*GOAL OF THE EXERCISE*
For each entry below, copy the text exactly and leave out any picture.

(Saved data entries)
####################
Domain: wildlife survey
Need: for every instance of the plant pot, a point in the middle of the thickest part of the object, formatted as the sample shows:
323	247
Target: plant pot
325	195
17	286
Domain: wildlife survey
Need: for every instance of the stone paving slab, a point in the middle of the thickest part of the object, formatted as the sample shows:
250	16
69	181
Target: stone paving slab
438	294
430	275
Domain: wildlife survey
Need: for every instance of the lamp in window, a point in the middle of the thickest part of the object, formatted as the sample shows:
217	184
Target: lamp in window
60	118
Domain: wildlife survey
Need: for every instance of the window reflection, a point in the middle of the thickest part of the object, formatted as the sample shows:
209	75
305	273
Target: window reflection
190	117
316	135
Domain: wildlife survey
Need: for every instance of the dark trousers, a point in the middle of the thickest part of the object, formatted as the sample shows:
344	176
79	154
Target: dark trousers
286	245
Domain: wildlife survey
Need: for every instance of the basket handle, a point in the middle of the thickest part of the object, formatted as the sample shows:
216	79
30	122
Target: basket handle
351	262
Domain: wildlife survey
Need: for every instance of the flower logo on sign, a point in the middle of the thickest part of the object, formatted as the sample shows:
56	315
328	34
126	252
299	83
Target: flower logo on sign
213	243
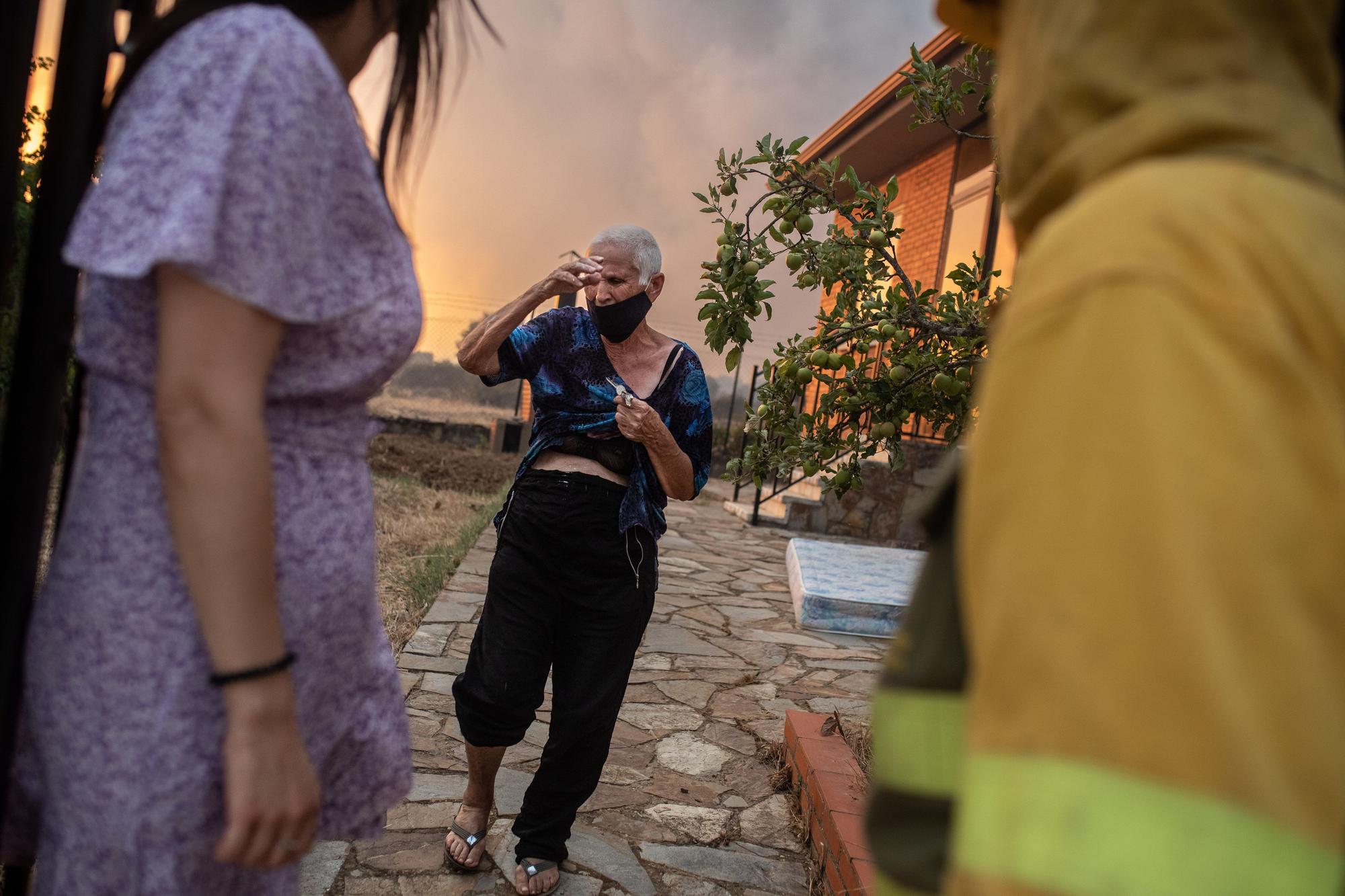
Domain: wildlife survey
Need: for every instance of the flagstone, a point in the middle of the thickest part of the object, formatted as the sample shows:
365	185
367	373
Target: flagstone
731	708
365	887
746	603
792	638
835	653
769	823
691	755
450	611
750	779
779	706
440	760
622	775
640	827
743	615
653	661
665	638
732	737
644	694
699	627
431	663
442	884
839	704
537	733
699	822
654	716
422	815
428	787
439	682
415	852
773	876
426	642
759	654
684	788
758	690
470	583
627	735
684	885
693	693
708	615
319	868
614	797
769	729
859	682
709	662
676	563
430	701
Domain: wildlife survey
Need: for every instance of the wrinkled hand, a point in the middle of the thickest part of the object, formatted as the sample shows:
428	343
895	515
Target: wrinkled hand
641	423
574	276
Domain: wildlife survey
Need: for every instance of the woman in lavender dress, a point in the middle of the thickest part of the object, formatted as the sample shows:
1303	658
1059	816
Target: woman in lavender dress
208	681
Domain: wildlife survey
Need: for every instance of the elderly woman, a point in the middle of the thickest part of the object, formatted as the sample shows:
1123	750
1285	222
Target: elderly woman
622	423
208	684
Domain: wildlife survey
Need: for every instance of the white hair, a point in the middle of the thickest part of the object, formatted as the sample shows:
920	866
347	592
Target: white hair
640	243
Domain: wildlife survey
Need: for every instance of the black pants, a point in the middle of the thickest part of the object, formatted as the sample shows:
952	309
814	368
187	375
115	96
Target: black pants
####################
*YOUR RESPONSE*
Domain: wildlife survey
Need: for every instance of the plant pot, a point in the middle of the thickest part of the object, formatted as the sample shows:
323	247
Target: plant pot
325	195
17	286
Domain: wildlife survey
Need: for every instance of the stone paving slab, a point in the middle of the thickest part of the object, formatted as the sample shows:
250	16
69	181
Target: stone paving slab
438	294
430	275
Domain: wildlife survey
Need: for every instance of the lamp in window, a point in the middle of the thickest part of the object, formatted as the sample shows:
217	184
Target: lamp in window
60	118
Domain: wildlife survey
Need: for every instance of the window reflection, a point in the middle of the thickest part of the object, formatted as the sample shows:
209	75
305	273
Target: window reflection
190	117
316	135
Domain: wildlife survey
Need: for every instance of the dark trousers, a point in the middle of the thickest part of the object, formatted as the sample shows:
344	176
79	154
Target: dark trousers
286	245
Domain: wildlife survey
Need: for every instance of the basket handle, a point in the middle of the thickest part of the object, formatted as the sample shows:
216	79
30	122
Target: basket handle
351	262
Domain: wildlife survey
Need: for every instance of the flower logo on sign, a point in the middle of the thickest part of the object, formatted as the sample shows:
56	315
328	34
126	252
299	83
Target: flower logo on sign
213	243
Domain: wildlife survey
Need: for every instance of the flagstone, a point in the middle of the thickest part of the object, formatted as the sample shows:
365	185
367	373
Target: flagstone
731	708
365	887
746	603
792	638
835	653
769	823
691	755
450	611
750	779
779	706
440	760
622	775
640	827
743	615
653	661
665	638
732	737
644	694
699	627
431	663
442	884
839	704
537	733
699	822
654	716
422	815
428	787
439	682
415	852
773	876
426	642
759	654
684	788
758	690
470	583
627	735
684	885
693	693
708	615
319	868
614	797
769	729
859	682
709	662
676	563
430	701
Domain: wildlife survey
Need: for every instance of the wrinkled hand, a point in the middle of the thickest part of the object, formatted as the sample shows:
428	343
895	515
Target: wrinkled hand
641	423
574	276
Domain: wildlife survey
Need: for every instance of the woman in lavender dress, a point in the middle of the thickest part of the object, formatted as the sample shows:
1303	658
1059	816
Target: woman in lavender dress
208	681
Domain: wildlife survey
Need: for every instance of the elderly woman, a point in the middle of the thickest part of the object, formatted as the sample shows:
1123	750
1285	222
Target: elderly woman
622	423
208	684
Domain: wildlife survey
Need: for every instance of the white hair, a point in the middle of the thickest part of the object, formatted as the sample shows:
920	866
347	592
Target: white hair
640	243
Domain: wildlife survey
Need: for every instance of the black pants, a point in the middle of the thickest part of the object, formatted as the sample shows:
952	309
814	368
187	375
115	96
Target: black pants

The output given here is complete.